====== Provided entries
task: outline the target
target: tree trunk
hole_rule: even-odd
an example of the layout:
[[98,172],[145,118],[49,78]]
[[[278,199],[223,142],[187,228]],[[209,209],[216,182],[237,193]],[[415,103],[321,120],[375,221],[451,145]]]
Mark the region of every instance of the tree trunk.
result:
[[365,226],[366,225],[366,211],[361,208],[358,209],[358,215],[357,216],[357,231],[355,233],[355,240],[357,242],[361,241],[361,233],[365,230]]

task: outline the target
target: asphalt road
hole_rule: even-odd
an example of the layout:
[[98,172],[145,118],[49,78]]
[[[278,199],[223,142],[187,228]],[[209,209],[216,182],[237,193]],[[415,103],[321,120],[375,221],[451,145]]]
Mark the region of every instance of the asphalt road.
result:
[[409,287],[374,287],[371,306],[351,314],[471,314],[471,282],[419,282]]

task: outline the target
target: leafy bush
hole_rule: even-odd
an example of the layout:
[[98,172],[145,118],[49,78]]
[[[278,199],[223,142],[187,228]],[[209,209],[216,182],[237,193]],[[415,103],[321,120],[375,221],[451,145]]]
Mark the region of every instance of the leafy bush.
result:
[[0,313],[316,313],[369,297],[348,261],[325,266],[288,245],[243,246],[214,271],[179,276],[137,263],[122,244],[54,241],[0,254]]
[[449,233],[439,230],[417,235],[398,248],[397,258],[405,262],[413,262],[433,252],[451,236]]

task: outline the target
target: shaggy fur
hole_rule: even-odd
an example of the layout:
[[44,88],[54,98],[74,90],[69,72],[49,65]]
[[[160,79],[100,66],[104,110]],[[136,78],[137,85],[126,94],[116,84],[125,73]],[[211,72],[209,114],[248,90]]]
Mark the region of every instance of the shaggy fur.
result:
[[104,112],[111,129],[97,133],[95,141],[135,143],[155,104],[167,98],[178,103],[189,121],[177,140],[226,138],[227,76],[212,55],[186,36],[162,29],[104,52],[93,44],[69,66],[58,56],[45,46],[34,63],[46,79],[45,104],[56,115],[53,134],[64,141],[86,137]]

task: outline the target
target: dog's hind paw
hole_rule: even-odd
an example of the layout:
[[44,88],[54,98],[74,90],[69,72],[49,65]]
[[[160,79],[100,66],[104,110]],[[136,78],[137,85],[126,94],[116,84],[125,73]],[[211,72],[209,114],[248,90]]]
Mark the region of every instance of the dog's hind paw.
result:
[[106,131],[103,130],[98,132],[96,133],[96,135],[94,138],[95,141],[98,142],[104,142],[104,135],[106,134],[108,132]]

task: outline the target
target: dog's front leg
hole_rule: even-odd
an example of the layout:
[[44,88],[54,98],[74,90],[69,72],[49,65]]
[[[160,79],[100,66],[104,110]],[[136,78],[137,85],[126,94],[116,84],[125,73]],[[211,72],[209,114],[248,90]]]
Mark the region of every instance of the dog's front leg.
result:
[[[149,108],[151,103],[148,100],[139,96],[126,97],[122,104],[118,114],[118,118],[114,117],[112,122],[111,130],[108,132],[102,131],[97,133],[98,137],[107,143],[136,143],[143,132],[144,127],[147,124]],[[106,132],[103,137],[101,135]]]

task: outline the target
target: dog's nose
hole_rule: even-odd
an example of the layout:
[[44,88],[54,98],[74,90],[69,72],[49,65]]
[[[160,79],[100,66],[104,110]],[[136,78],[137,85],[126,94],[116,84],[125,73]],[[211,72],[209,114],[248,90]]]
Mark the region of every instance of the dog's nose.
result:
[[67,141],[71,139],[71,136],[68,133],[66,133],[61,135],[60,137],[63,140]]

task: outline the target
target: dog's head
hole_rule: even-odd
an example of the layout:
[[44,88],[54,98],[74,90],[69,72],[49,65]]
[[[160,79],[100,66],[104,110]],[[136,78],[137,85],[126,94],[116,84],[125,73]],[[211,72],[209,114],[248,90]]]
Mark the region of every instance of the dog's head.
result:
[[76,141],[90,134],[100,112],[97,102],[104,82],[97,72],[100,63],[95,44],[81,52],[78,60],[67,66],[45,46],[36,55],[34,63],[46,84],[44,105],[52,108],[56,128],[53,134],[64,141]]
============
◆ **Your instructions**: The whole listing above needs to be written out again exactly.

◆ **Answer to the problem**:
task: outline the target
target: tree trunk
hole_rule: even-odd
an example of the layout:
[[98,172],[145,118],[49,78]]
[[[278,199],[223,142],[187,228]],[[209,209],[216,182],[237,193]],[[415,103],[321,120],[375,221],[451,145]]]
Mark the region of every instance of the tree trunk.
result:
[[365,226],[366,225],[366,211],[361,208],[358,209],[358,215],[357,216],[357,231],[355,233],[355,240],[357,242],[361,241],[361,233],[365,230]]

task: outline the target
target: asphalt road
hole_rule: even-odd
an example of the layout:
[[98,172],[145,118],[49,78]]
[[[278,199],[223,142],[187,228]],[[209,209],[216,182],[237,193]],[[415,103],[321,120],[375,221],[451,145]]]
Mark the region of every instance of the asphalt road.
result:
[[409,287],[374,287],[371,306],[351,314],[471,314],[471,282],[419,282]]

task: outline the target
target: leafy bush
hole_rule: even-odd
an example of the layout:
[[98,172],[145,118],[49,78]]
[[[278,199],[223,142],[187,228]],[[209,209],[216,182],[237,193]],[[415,103],[321,120],[375,221],[451,145]]]
Mark the region of every instance of the leafy bush.
result:
[[0,313],[316,313],[369,297],[348,261],[325,266],[288,245],[243,246],[214,271],[179,276],[137,263],[122,244],[54,241],[0,254]]
[[449,233],[439,230],[417,235],[398,248],[397,258],[405,262],[413,262],[433,252],[451,236]]

task: outline the target
target: shaggy fur
hole_rule: even-odd
an example of the layout:
[[44,88],[54,98],[74,90],[69,72],[49,65]]
[[[160,79],[100,66],[104,110]],[[136,78],[137,85],[126,94],[116,84],[125,73]],[[211,72],[209,114],[248,90]]]
Mark the region of every instance of the shaggy fur.
result:
[[104,112],[111,129],[97,133],[95,141],[135,143],[155,104],[167,98],[178,103],[189,121],[177,140],[226,138],[227,76],[212,55],[186,36],[162,29],[104,52],[93,44],[69,66],[58,56],[45,46],[34,63],[46,79],[45,104],[56,115],[53,134],[64,141],[86,137]]

task: outline the target
target: dog's hind paw
hole_rule: even-odd
an example of the layout:
[[44,88],[54,98],[74,90],[69,72],[49,65]]
[[[160,79],[100,66],[104,110]],[[136,78],[137,85],[126,94],[116,84],[125,73]],[[211,72],[209,114],[248,90]]]
Mark the region of every instance of the dog's hind paw.
result:
[[106,131],[103,130],[98,132],[96,133],[96,135],[94,138],[95,141],[98,142],[104,142],[104,135],[106,134],[108,132]]

task: outline the target
target: dog's front leg
hole_rule: even-odd
an example of the layout:
[[44,88],[54,98],[74,90],[69,72],[49,65]]
[[[160,79],[100,66],[104,110]],[[136,78],[137,85],[126,94],[116,84],[125,73]],[[211,72],[209,114],[248,90]]]
Mark the region of every instance of the dog's front leg.
result:
[[[149,108],[151,103],[148,100],[139,96],[126,97],[122,104],[118,114],[118,118],[114,117],[112,122],[111,130],[108,132],[102,131],[97,133],[98,137],[107,143],[136,143],[143,132],[144,127],[147,124]],[[106,132],[103,137],[101,135]]]

task: outline the target
target: dog's nose
hole_rule: even-odd
an example of the layout:
[[44,88],[54,98],[74,90],[69,72],[49,65]]
[[[160,79],[100,66],[104,110]],[[136,78],[137,85],[126,94],[116,84],[125,73]],[[211,72],[209,114],[248,90]]]
Mark the region of every instance of the dog's nose.
result:
[[67,141],[71,139],[71,136],[68,133],[66,133],[61,135],[60,137],[63,140]]

task: outline the target
target: dog's head
hole_rule: even-odd
an example of the layout:
[[44,88],[54,98],[74,90],[69,72],[49,65]]
[[[160,79],[100,66],[104,110]],[[136,78],[137,85],[126,94],[116,84],[125,73]],[[211,72],[209,114],[248,90]]]
Mark the region of every instance of the dog's head.
result:
[[76,141],[90,134],[100,112],[97,102],[104,82],[97,72],[100,63],[95,44],[81,52],[78,60],[67,66],[45,46],[36,55],[34,63],[46,84],[44,105],[52,108],[56,128],[53,134],[64,141]]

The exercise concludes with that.